| GOAL |
Reproduce the material verbatim, everything from the line containing "Target: horizontal fence rail" down to the line containing "M 72 104 L 75", both of those lines included.

-------------------------

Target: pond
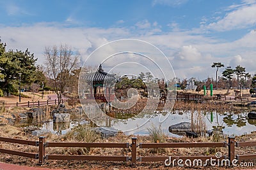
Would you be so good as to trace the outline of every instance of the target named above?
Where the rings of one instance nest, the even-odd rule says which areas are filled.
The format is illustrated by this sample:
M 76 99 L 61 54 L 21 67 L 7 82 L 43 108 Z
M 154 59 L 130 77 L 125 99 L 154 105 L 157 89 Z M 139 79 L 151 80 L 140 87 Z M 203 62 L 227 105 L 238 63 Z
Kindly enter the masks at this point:
M 248 119 L 248 111 L 236 112 L 217 113 L 216 111 L 204 111 L 201 113 L 201 119 L 205 126 L 206 130 L 214 129 L 214 127 L 223 127 L 224 134 L 227 136 L 241 136 L 256 131 L 256 119 Z M 164 121 L 159 121 L 163 115 L 164 115 Z M 198 119 L 194 114 L 194 120 Z M 90 124 L 85 118 L 84 113 L 68 123 L 55 123 L 52 121 L 42 122 L 38 119 L 27 119 L 13 123 L 13 125 L 19 127 L 37 127 L 40 129 L 46 129 L 54 134 L 67 133 L 73 127 L 79 124 Z M 143 114 L 140 117 L 128 119 L 108 119 L 102 121 L 102 127 L 113 127 L 118 131 L 125 132 L 127 134 L 147 135 L 148 128 L 161 126 L 164 134 L 168 136 L 179 137 L 180 136 L 169 132 L 169 126 L 186 122 L 191 122 L 191 111 L 175 111 L 164 113 L 155 113 L 153 114 Z

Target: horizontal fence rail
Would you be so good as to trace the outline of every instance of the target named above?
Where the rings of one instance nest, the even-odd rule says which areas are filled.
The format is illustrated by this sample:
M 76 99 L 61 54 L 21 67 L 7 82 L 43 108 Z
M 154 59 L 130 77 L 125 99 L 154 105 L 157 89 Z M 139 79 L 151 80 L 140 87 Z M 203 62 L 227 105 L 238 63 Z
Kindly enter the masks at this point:
M 26 140 L 22 140 L 22 139 L 12 139 L 8 138 L 3 138 L 0 137 L 0 141 L 6 142 L 6 143 L 18 143 L 18 144 L 22 144 L 25 145 L 31 145 L 38 146 L 38 141 L 26 141 Z M 19 152 L 19 151 L 14 151 L 10 150 L 6 150 L 0 148 L 0 153 L 4 153 L 13 155 L 18 155 L 24 157 L 29 157 L 29 158 L 33 158 L 35 159 L 38 159 L 38 153 L 27 153 L 23 152 Z
M 129 143 L 66 143 L 47 142 L 46 147 L 83 147 L 83 148 L 129 148 Z
M 236 146 L 239 147 L 250 147 L 256 146 L 256 141 L 243 141 L 243 142 L 236 142 Z M 236 155 L 236 158 L 238 160 L 248 160 L 248 159 L 256 159 L 256 154 L 250 155 Z
M 227 147 L 227 142 L 220 143 L 140 143 L 140 148 Z
M 39 164 L 44 164 L 47 160 L 99 160 L 99 161 L 122 161 L 131 162 L 131 167 L 136 167 L 138 162 L 163 162 L 166 160 L 169 161 L 175 160 L 190 160 L 190 161 L 206 161 L 211 159 L 218 159 L 220 160 L 228 160 L 232 162 L 234 159 L 237 160 L 256 159 L 256 154 L 250 155 L 236 155 L 235 148 L 256 146 L 256 141 L 242 141 L 236 142 L 234 137 L 229 137 L 228 142 L 218 143 L 140 143 L 137 145 L 137 138 L 132 138 L 132 143 L 65 143 L 65 142 L 47 142 L 45 137 L 39 137 L 38 141 L 26 141 L 17 139 L 10 139 L 0 137 L 1 142 L 18 143 L 26 145 L 38 146 L 38 153 L 26 153 L 4 148 L 0 148 L 0 153 L 10 155 L 22 156 L 35 159 L 38 159 Z M 83 147 L 83 148 L 129 148 L 131 150 L 131 156 L 128 155 L 48 155 L 46 153 L 47 147 Z M 140 156 L 137 157 L 137 148 L 216 148 L 228 147 L 228 152 L 223 154 L 220 157 L 215 155 L 174 155 L 174 156 Z M 223 160 L 225 159 L 225 160 Z
M 72 104 L 75 102 L 79 102 L 79 99 L 61 99 L 61 103 L 64 103 L 65 102 L 68 102 Z M 28 101 L 24 103 L 3 103 L 3 105 L 6 107 L 10 106 L 20 106 L 20 107 L 33 107 L 33 106 L 48 106 L 48 105 L 57 105 L 58 104 L 58 100 L 47 100 L 44 101 Z

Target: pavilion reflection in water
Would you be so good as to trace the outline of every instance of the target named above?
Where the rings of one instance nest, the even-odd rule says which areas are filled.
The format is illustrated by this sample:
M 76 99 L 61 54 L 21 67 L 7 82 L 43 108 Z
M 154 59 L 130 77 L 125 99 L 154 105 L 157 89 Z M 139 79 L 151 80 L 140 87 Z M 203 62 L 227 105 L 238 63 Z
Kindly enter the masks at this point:
M 115 74 L 104 71 L 100 64 L 96 72 L 81 71 L 79 96 L 82 106 L 90 119 L 99 126 L 111 126 L 112 118 L 106 113 L 115 100 Z

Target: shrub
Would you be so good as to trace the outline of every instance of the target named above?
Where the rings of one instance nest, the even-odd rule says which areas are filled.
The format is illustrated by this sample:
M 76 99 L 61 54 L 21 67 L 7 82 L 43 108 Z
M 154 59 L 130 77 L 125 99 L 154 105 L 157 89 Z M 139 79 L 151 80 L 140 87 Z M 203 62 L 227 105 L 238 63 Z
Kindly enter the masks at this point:
M 65 137 L 69 141 L 93 143 L 100 138 L 100 135 L 93 131 L 92 127 L 88 125 L 78 125 L 68 132 Z M 71 148 L 70 152 L 76 152 L 79 154 L 84 155 L 88 153 L 91 148 Z
M 152 124 L 151 127 L 147 128 L 147 131 L 152 142 L 164 143 L 166 141 L 164 133 L 160 126 L 156 127 Z

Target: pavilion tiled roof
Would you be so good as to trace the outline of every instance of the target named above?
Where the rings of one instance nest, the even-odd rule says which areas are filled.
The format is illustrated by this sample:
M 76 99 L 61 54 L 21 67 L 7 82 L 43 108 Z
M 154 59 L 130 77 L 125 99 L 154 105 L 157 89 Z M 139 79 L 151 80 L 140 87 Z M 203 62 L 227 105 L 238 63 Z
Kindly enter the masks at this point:
M 101 64 L 100 64 L 98 70 L 95 73 L 86 74 L 84 79 L 86 81 L 93 81 L 93 84 L 95 84 L 103 83 L 104 82 L 114 82 L 116 78 L 115 74 L 104 72 Z

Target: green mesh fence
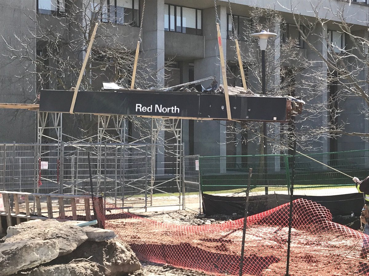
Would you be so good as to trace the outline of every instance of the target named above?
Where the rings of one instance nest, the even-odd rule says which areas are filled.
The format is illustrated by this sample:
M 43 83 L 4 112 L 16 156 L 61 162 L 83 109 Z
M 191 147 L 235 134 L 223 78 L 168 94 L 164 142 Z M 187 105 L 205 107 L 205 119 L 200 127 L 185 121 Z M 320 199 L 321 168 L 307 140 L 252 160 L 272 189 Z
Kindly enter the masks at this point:
M 362 179 L 369 174 L 368 153 L 358 150 L 307 155 Z M 264 194 L 266 190 L 269 193 L 289 194 L 292 157 L 285 155 L 200 157 L 201 190 L 207 194 L 244 195 L 249 168 L 251 168 L 251 188 L 254 194 Z M 296 195 L 323 195 L 357 192 L 351 178 L 301 155 L 296 155 L 294 180 L 294 194 Z

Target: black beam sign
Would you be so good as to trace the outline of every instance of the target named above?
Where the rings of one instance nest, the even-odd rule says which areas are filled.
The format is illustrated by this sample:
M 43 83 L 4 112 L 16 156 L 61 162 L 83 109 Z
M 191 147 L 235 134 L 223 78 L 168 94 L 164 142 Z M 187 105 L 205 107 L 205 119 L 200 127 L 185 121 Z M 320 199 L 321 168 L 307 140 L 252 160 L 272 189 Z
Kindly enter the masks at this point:
M 39 111 L 69 113 L 73 91 L 42 90 Z M 287 100 L 230 96 L 235 120 L 285 122 Z M 151 90 L 79 91 L 74 113 L 200 120 L 227 120 L 224 95 Z

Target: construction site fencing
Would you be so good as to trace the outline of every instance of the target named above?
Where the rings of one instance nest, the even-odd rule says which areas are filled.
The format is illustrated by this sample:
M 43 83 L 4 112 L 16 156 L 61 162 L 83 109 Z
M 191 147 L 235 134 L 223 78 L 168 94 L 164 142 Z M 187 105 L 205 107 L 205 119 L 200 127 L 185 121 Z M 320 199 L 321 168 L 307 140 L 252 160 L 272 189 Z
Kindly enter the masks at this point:
M 183 208 L 181 144 L 0 145 L 3 191 L 88 195 L 109 210 Z M 89 164 L 88 153 L 89 153 Z
M 352 180 L 332 168 L 353 177 L 365 178 L 369 174 L 368 153 L 368 151 L 351 151 L 307 155 L 308 157 L 296 154 L 295 194 L 322 195 L 323 191 L 326 195 L 356 192 Z M 290 194 L 292 156 L 266 156 L 266 166 L 262 155 L 201 156 L 201 190 L 223 196 L 244 196 L 249 169 L 252 168 L 250 195 Z
M 183 190 L 185 209 L 201 213 L 201 190 L 199 167 L 200 156 L 186 155 L 183 157 Z
M 323 154 L 314 155 L 314 158 L 360 178 L 368 173 L 365 152 L 337 153 L 341 155 L 337 156 L 341 156 L 340 162 L 325 160 Z M 362 246 L 369 246 L 369 237 L 332 222 L 332 213 L 325 207 L 294 195 L 294 191 L 309 188 L 312 193 L 318 190 L 324 195 L 325 190 L 335 185 L 336 181 L 341 181 L 337 184 L 340 190 L 346 186 L 354 188 L 350 177 L 346 176 L 346 181 L 323 165 L 310 163 L 311 159 L 306 157 L 280 155 L 268 156 L 267 179 L 261 169 L 263 167 L 259 164 L 263 160 L 260 156 L 232 156 L 233 159 L 227 159 L 228 157 L 199 158 L 203 192 L 230 197 L 245 195 L 249 188 L 252 191 L 256 190 L 251 195 L 253 192 L 265 192 L 265 186 L 268 185 L 269 191 L 276 192 L 274 189 L 278 188 L 279 191 L 290 192 L 293 196 L 287 203 L 251 215 L 248 214 L 245 197 L 238 202 L 245 211 L 243 217 L 221 223 L 171 224 L 123 213 L 111 216 L 106 221 L 107 227 L 129 244 L 142 261 L 211 275 L 296 276 L 369 273 L 369 265 L 360 258 L 363 252 Z M 184 179 L 187 182 L 193 182 L 187 180 L 196 173 L 196 158 L 184 158 L 184 175 L 188 176 Z M 249 167 L 253 167 L 249 178 Z M 323 181 L 325 182 L 321 183 Z M 258 190 L 261 187 L 262 189 Z M 223 202 L 220 200 L 217 204 L 221 205 Z

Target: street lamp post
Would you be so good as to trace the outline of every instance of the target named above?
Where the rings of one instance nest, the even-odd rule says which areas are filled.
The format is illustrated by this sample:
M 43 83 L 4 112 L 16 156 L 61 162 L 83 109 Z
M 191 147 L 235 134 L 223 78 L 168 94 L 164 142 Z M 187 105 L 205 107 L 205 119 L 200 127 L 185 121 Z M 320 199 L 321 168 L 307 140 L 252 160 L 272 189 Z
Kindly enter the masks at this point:
M 268 45 L 268 39 L 269 38 L 275 37 L 277 34 L 274 33 L 270 33 L 266 31 L 263 30 L 259 33 L 252 33 L 251 35 L 251 37 L 259 39 L 259 46 L 261 50 L 261 89 L 263 95 L 266 95 L 266 81 L 265 77 L 265 50 Z M 268 194 L 268 164 L 267 158 L 266 156 L 268 153 L 267 150 L 267 139 L 266 139 L 266 122 L 263 123 L 263 146 L 264 147 L 264 158 L 263 163 L 264 163 L 264 179 L 267 181 L 267 185 L 265 185 L 265 194 Z

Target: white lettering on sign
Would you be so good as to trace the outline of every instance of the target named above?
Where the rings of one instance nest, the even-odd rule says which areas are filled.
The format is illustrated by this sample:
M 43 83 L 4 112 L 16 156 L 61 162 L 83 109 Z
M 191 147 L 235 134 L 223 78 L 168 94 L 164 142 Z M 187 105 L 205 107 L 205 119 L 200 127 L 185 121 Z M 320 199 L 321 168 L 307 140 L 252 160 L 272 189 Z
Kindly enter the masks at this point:
M 136 104 L 136 112 L 152 112 L 152 105 L 149 106 L 142 106 L 140 103 Z M 177 106 L 163 106 L 162 105 L 155 105 L 154 112 L 159 113 L 179 113 L 179 108 Z

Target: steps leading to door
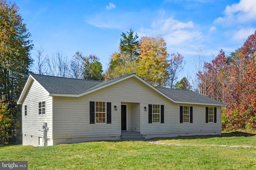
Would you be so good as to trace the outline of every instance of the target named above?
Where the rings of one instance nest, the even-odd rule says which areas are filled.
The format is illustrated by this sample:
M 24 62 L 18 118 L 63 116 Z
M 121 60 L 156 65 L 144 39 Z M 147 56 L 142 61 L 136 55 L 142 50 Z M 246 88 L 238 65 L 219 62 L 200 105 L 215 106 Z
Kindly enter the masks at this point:
M 121 133 L 122 141 L 144 141 L 145 137 L 137 132 L 122 132 Z

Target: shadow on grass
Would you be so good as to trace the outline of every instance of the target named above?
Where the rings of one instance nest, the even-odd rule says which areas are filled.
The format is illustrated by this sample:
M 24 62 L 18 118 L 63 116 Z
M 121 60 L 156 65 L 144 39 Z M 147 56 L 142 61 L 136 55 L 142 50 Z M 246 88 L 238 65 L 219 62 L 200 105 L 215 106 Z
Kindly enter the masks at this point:
M 242 132 L 233 132 L 224 133 L 222 133 L 221 135 L 217 135 L 184 136 L 173 137 L 154 138 L 149 139 L 149 140 L 151 141 L 159 141 L 160 140 L 165 139 L 205 139 L 212 138 L 214 137 L 249 137 L 255 135 L 256 135 L 256 134 L 255 133 L 250 133 Z

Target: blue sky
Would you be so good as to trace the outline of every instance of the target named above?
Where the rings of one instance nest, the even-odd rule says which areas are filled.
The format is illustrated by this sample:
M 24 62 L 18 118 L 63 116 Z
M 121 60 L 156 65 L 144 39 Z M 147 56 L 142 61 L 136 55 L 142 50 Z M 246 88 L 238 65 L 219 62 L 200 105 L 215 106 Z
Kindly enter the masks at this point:
M 161 35 L 169 54 L 182 55 L 180 77 L 194 76 L 199 48 L 207 61 L 222 49 L 228 55 L 256 29 L 255 0 L 11 1 L 31 34 L 33 59 L 40 46 L 50 56 L 59 51 L 71 59 L 79 51 L 96 55 L 104 70 L 131 28 L 140 37 Z

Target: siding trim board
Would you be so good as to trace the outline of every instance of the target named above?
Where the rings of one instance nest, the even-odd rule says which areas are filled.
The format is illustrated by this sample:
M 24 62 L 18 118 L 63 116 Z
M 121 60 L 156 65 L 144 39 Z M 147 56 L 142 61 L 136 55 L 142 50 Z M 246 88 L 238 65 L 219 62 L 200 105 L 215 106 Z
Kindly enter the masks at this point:
M 161 118 L 161 123 L 164 123 L 164 106 L 161 105 L 161 115 L 160 116 Z
M 152 123 L 152 105 L 148 105 L 148 123 Z

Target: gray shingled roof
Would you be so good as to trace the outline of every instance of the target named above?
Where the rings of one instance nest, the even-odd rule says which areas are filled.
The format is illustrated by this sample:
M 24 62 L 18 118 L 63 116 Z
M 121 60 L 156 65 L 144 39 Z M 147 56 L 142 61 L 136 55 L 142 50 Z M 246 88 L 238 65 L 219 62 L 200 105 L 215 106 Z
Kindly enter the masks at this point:
M 79 94 L 102 82 L 49 76 L 31 74 L 31 76 L 50 93 Z
M 191 90 L 156 88 L 157 90 L 177 102 L 225 105 L 208 97 Z
M 130 75 L 102 81 L 31 74 L 31 76 L 50 93 L 75 95 L 89 91 Z M 184 102 L 225 105 L 223 103 L 192 91 L 163 88 L 155 88 L 178 103 Z
M 79 94 L 130 75 L 103 81 L 31 74 L 32 76 L 50 93 L 65 94 Z

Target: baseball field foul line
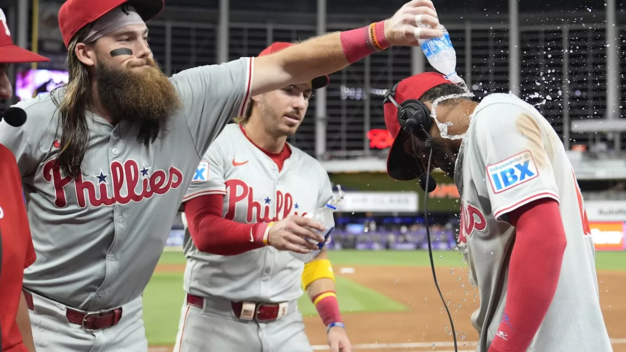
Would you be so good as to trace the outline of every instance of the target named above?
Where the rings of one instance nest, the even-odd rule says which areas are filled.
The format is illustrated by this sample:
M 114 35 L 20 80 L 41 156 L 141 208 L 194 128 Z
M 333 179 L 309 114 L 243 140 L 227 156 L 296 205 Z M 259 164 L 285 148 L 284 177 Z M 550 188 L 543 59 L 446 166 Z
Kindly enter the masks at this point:
M 626 338 L 625 339 L 611 339 L 612 344 L 621 344 L 626 343 Z M 463 347 L 471 347 L 477 346 L 478 343 L 477 341 L 461 341 L 458 343 L 458 344 L 461 345 Z M 375 348 L 377 349 L 397 349 L 397 348 L 426 348 L 430 347 L 431 348 L 434 348 L 436 347 L 448 347 L 450 348 L 453 346 L 453 343 L 451 342 L 431 342 L 431 343 L 366 343 L 360 344 L 353 344 L 352 348 L 354 349 L 374 349 Z M 326 344 L 316 344 L 312 346 L 314 351 L 328 351 L 331 349 L 330 346 Z M 392 351 L 389 351 L 392 352 Z M 453 351 L 440 351 L 438 350 L 436 352 L 454 352 Z M 473 352 L 471 351 L 459 351 L 459 352 Z
M 478 344 L 478 343 L 477 341 L 462 341 L 458 343 L 458 344 L 462 345 L 463 347 L 476 346 Z M 404 343 L 364 343 L 360 344 L 353 344 L 352 348 L 355 349 L 373 349 L 374 348 L 419 348 L 426 347 L 434 348 L 436 347 L 450 348 L 453 346 L 453 343 L 452 342 L 413 342 Z M 326 344 L 316 344 L 312 347 L 314 351 L 327 351 L 331 349 L 330 346 Z M 463 351 L 459 351 L 459 352 Z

-------------------------

| TASK RESULT |
Target: horizontal fence rail
Would you be so good as to trace the outline of every instance of the target named above?
Where the rings of one instance nest, the even-odd rule says which areas are filled.
The format is illustrated by this sample:
M 76 99 L 61 54 L 21 67 L 7 82 L 43 108 Z
M 154 59 L 130 77 L 125 99 L 154 105 L 157 89 Z M 139 79 L 151 80 L 140 87 Z M 203 62 L 227 105 L 238 63 Z
Kindly enter the masks at this point:
M 26 140 L 22 140 L 22 139 L 12 139 L 8 138 L 3 138 L 0 137 L 0 141 L 6 142 L 6 143 L 18 143 L 18 144 L 22 144 L 25 145 L 31 145 L 38 146 L 38 141 L 26 141 Z M 19 152 L 19 151 L 14 151 L 10 150 L 6 150 L 0 148 L 0 153 L 4 153 L 13 155 L 18 155 L 24 157 L 29 157 L 29 158 L 33 158 L 35 159 L 38 159 L 38 153 L 27 153 L 23 152 Z
M 129 143 L 66 143 L 47 142 L 46 147 L 83 147 L 83 148 L 129 148 Z
M 236 146 L 239 147 L 250 147 L 256 146 L 256 141 L 243 141 L 243 142 L 236 142 Z M 236 155 L 236 158 L 238 160 L 248 160 L 248 159 L 256 159 L 256 154 L 250 155 Z
M 227 147 L 227 142 L 220 143 L 140 143 L 140 148 Z
M 39 164 L 44 164 L 47 160 L 99 160 L 99 161 L 122 161 L 131 162 L 131 167 L 136 167 L 138 162 L 163 162 L 166 160 L 169 161 L 175 160 L 190 160 L 190 161 L 206 161 L 211 159 L 218 159 L 220 160 L 228 160 L 232 162 L 234 159 L 237 160 L 256 159 L 256 154 L 250 155 L 236 155 L 235 148 L 256 146 L 256 141 L 242 141 L 236 142 L 234 137 L 229 137 L 228 142 L 218 143 L 140 143 L 137 145 L 137 138 L 132 138 L 132 143 L 65 143 L 65 142 L 47 142 L 45 137 L 39 137 L 38 141 L 26 141 L 17 139 L 10 139 L 0 137 L 1 142 L 18 143 L 26 145 L 38 146 L 38 153 L 26 153 L 4 148 L 0 148 L 0 153 L 10 155 L 22 156 L 35 159 L 38 159 Z M 83 147 L 83 148 L 129 148 L 131 150 L 131 156 L 128 155 L 48 155 L 46 153 L 47 147 Z M 140 156 L 137 157 L 137 148 L 216 148 L 228 147 L 228 152 L 223 154 L 220 157 L 215 155 L 174 155 L 174 156 Z M 223 160 L 225 159 L 225 160 Z
M 72 104 L 75 102 L 79 102 L 79 99 L 61 99 L 61 103 L 64 103 L 65 102 L 68 102 Z M 28 101 L 24 103 L 3 103 L 3 105 L 6 107 L 10 106 L 20 106 L 20 107 L 33 107 L 33 106 L 48 106 L 48 105 L 57 105 L 58 104 L 58 100 L 47 100 L 44 101 Z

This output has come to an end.